═══ Data to use

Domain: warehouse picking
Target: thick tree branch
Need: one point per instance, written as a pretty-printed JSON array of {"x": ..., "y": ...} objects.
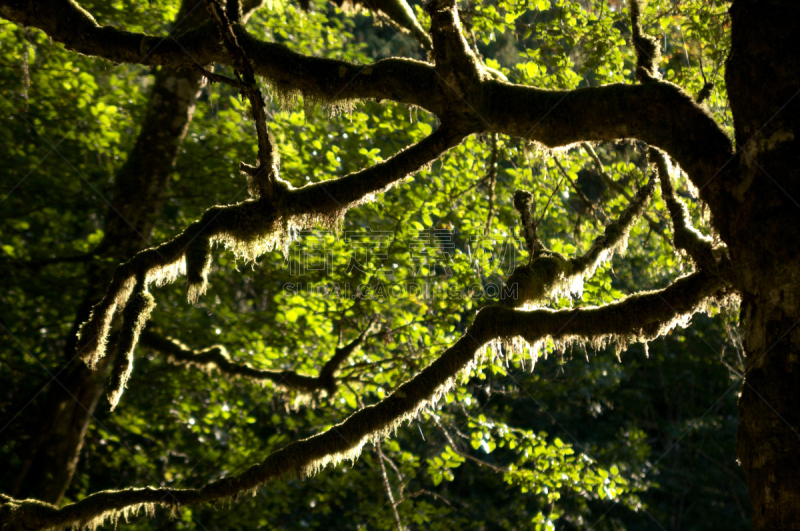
[
  {"x": 658, "y": 113},
  {"x": 250, "y": 228},
  {"x": 618, "y": 188},
  {"x": 642, "y": 316},
  {"x": 699, "y": 247},
  {"x": 216, "y": 357},
  {"x": 552, "y": 273}
]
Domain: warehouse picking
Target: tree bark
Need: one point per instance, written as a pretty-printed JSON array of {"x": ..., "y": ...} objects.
[
  {"x": 139, "y": 194},
  {"x": 763, "y": 81}
]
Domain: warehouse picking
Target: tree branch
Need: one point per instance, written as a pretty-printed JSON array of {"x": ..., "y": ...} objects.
[
  {"x": 216, "y": 357},
  {"x": 639, "y": 317},
  {"x": 614, "y": 185},
  {"x": 250, "y": 228},
  {"x": 699, "y": 247},
  {"x": 551, "y": 273},
  {"x": 658, "y": 113}
]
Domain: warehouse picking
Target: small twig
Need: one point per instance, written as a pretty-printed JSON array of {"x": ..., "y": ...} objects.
[
  {"x": 492, "y": 177},
  {"x": 547, "y": 205},
  {"x": 217, "y": 78}
]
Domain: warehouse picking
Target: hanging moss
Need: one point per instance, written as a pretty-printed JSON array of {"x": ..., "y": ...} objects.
[
  {"x": 198, "y": 264},
  {"x": 134, "y": 317},
  {"x": 646, "y": 48}
]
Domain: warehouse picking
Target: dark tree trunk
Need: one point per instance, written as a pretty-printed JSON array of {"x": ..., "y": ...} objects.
[
  {"x": 139, "y": 192},
  {"x": 762, "y": 230}
]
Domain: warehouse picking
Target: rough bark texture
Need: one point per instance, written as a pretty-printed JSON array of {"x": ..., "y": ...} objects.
[
  {"x": 762, "y": 231},
  {"x": 752, "y": 194},
  {"x": 139, "y": 193}
]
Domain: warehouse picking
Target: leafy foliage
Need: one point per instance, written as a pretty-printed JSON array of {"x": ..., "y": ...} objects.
[{"x": 564, "y": 445}]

══════

### Problem description
Write out the material above again, word for word, minus its pictures.

### Answer
Domain: warehouse picking
Target: thick tree branch
Need: one point per instance, written as a pretty-printed JSON array of {"x": ..., "y": ...} objects.
[
  {"x": 658, "y": 113},
  {"x": 250, "y": 228},
  {"x": 618, "y": 188},
  {"x": 642, "y": 316},
  {"x": 699, "y": 247},
  {"x": 216, "y": 357},
  {"x": 552, "y": 273}
]
Domain: warehouse picking
Target: tree bark
Need: one point per instance, written as a pretty-printed JSON array of {"x": ..., "y": ...} objects.
[
  {"x": 139, "y": 194},
  {"x": 763, "y": 81}
]
Domain: warehouse picking
Target: tree branch
Need: one point per instance, written as a pretty-printed JSON array of {"x": ..., "y": ...} objects.
[
  {"x": 216, "y": 357},
  {"x": 639, "y": 317},
  {"x": 614, "y": 185},
  {"x": 250, "y": 228},
  {"x": 699, "y": 247},
  {"x": 551, "y": 273},
  {"x": 658, "y": 113}
]
Domain: warehouse picking
Target: small twig
Need: one point per instance, written as a pretty-printed JSON array of {"x": ..., "y": ...} objects.
[
  {"x": 492, "y": 177},
  {"x": 547, "y": 205},
  {"x": 217, "y": 78}
]
Domain: warehouse picking
Target: hanging moss
Need: one point per instance, written as a pretty-printed JSON array of {"x": ..., "y": ...} objects.
[
  {"x": 198, "y": 264},
  {"x": 134, "y": 317},
  {"x": 646, "y": 48}
]
Domain: warehouse picking
Target: dark tree trunk
Need: one point per instance, written as a pretty-printed JSON array of {"x": ..., "y": ...} objects.
[
  {"x": 139, "y": 192},
  {"x": 762, "y": 230}
]
Domain: warehouse picking
Target: rough bark texture
Need: one point per instance, written as a pretty-printed JSON array of {"x": ..., "y": ...} objects.
[
  {"x": 762, "y": 231},
  {"x": 752, "y": 194},
  {"x": 139, "y": 193}
]
Domain: warehouse picking
Target: leafy foliage
Need: one point per instance, written as a pretty-printed JSON array of {"x": ..., "y": ...} objects.
[{"x": 564, "y": 445}]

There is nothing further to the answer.